### RECORD EXTRACTS
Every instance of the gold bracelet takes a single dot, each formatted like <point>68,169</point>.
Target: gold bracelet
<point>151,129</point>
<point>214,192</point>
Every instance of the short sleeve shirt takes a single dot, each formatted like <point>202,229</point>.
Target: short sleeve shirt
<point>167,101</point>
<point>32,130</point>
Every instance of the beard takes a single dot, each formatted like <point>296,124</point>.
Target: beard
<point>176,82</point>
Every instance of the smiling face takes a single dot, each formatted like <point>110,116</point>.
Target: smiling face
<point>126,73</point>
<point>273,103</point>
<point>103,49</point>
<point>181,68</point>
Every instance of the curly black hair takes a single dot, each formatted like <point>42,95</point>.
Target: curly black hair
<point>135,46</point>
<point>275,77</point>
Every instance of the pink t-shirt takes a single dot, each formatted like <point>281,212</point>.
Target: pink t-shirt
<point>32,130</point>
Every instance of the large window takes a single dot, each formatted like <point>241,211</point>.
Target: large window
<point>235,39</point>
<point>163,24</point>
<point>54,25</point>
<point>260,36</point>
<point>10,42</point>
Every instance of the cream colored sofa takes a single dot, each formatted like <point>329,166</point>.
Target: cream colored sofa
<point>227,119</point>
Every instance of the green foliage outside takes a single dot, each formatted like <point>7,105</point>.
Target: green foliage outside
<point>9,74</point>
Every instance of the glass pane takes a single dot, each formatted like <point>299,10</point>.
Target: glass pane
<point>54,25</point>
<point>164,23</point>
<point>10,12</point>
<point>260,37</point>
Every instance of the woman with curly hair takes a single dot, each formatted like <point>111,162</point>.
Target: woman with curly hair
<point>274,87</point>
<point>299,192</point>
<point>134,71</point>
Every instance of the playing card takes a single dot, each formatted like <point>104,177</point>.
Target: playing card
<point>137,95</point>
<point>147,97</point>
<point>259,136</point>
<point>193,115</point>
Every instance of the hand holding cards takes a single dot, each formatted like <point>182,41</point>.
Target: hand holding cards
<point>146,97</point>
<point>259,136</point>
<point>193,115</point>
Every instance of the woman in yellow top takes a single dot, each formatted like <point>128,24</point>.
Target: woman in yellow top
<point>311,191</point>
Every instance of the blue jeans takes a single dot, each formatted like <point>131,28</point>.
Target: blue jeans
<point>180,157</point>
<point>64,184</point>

### WHAT THE TASK ASKS
Extract the full listing and reproduce each line exactly.

### EXPECTED ANSWER
Every instance of the gold bracelet takes a single dot, each formatted like <point>68,169</point>.
Target: gold bracelet
<point>151,129</point>
<point>214,192</point>
Every instance of the short sleeve shirt takes a single dot, each formatted like <point>202,229</point>.
Target: short sleeve shirt
<point>167,101</point>
<point>32,130</point>
Every instance of the beard takes a single dot, each formatted like <point>296,124</point>.
Target: beard
<point>176,82</point>
Every instance of the smiling face takes a single dot, each formatted like <point>110,116</point>.
Target: smiling face
<point>126,73</point>
<point>273,103</point>
<point>103,49</point>
<point>181,68</point>
Every instance of the curly black hair takes a single dot, each formatted like <point>42,95</point>.
Target: curly black hair
<point>135,46</point>
<point>275,77</point>
Every instance of the pink t-shirt takes a single dot, each formatted like <point>281,212</point>.
Target: pink t-shirt
<point>32,130</point>
Every instance of the large window takes a single dot, each formatted like <point>241,211</point>.
Target: large window
<point>235,39</point>
<point>163,24</point>
<point>54,25</point>
<point>260,36</point>
<point>10,42</point>
Every instance of the cream colored sofa takes a single dot, each formatted like <point>329,166</point>.
Target: cream colored sofa
<point>227,119</point>
Every instance of the green foliage outside takes a single dot, each formatted like <point>7,105</point>.
Target: green foliage outside
<point>9,74</point>
Every instance of the glass pane takes a single dot, each formatted like <point>299,10</point>.
Target: glass pane
<point>54,25</point>
<point>164,23</point>
<point>10,12</point>
<point>260,37</point>
Every instance of the woman with curly hair takes a single dot, each formatted like <point>111,162</point>.
Target: woman with curly hair
<point>274,87</point>
<point>299,192</point>
<point>134,71</point>
Every instance of the playing card takes a single dot, each formatted like <point>104,177</point>.
Target: playing card
<point>137,95</point>
<point>147,97</point>
<point>259,136</point>
<point>193,115</point>
Every instance of the hand holding cards takes a single dot, each formatted like <point>182,41</point>.
Target: hand holding cards
<point>146,97</point>
<point>259,136</point>
<point>193,115</point>
Every instance of the woman in yellow top takes a single dot, each formatted like <point>128,24</point>.
Target: woman in yellow top
<point>311,191</point>
Every instance of the blue jeans takes a single dot, each formatted like <point>131,28</point>.
Target: blue jeans
<point>180,157</point>
<point>64,184</point>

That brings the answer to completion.